- _Selected extract_:

________________

Practice 4.1 Benefits of International Trade with authentic IB Economics exam questions for both SL and HL students. This question bank mirrors Paper 1, 2, 3 structure, covering key topics like microeconomics, macroeconomics, and international trade. Get instant solutions, detailed explanations, and build exam confidence with questions in the style of IB examiners.
Explain how a country's producers can achieve greater revenue by exporting goods under free trade.
Iran, officially the Islamic Republic of Iran, is located in Western Asia. It has the second-largest natural gas supply and the fourth-largest proven oil reserves in the world. The economy is heavily reliant on oil exports, which are a major source of government revenue. Although Iran has some diversified sectors, persistent inflation, currency fluctuations, and international sanctions have impacted economic performance.
In recent years, Iran has experienced fluctuating real GDP growth rates. The government collects tax revenue through a progressive personal income tax system as well as a flat corporate tax rate. A value added tax (VAT) applies to most goods and services.
Table 1: Real GDP of Iran (2019–2022, approximate figures)

________________

- _Excerpted data_:
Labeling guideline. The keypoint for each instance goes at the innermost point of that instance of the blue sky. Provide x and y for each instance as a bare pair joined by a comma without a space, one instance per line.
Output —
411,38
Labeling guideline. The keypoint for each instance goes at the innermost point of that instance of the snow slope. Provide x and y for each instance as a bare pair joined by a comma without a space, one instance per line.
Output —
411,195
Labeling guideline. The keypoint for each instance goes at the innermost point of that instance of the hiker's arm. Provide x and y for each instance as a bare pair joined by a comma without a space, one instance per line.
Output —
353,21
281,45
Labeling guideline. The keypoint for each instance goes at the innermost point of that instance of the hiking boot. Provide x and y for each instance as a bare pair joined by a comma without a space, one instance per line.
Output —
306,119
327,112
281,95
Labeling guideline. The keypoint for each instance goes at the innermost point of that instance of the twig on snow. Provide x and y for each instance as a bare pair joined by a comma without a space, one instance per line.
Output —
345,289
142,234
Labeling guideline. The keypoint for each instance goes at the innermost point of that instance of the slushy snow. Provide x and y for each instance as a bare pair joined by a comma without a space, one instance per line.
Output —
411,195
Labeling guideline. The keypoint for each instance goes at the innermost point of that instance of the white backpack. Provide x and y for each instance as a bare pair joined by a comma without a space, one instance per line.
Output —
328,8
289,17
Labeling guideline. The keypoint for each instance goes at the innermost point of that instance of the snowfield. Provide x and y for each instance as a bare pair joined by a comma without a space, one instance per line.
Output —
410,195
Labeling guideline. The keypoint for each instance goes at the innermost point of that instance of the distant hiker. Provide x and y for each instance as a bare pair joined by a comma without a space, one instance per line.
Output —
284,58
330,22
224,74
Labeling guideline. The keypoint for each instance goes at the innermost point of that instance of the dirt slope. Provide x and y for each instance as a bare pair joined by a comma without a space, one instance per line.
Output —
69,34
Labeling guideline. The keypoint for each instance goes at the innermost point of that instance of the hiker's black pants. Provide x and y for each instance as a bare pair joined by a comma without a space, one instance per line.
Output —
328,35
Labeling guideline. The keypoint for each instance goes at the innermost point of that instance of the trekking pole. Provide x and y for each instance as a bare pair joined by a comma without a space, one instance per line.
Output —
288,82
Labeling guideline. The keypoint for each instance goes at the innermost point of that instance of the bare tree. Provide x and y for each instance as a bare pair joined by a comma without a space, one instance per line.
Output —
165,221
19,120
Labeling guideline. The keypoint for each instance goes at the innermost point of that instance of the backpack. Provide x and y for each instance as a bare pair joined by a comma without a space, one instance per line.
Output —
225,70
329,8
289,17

________________

- _Set task_: In the passage on Iran's economy, what kind of tax is applied to corporate income?

- _Output below_: A flat corporate tax rate.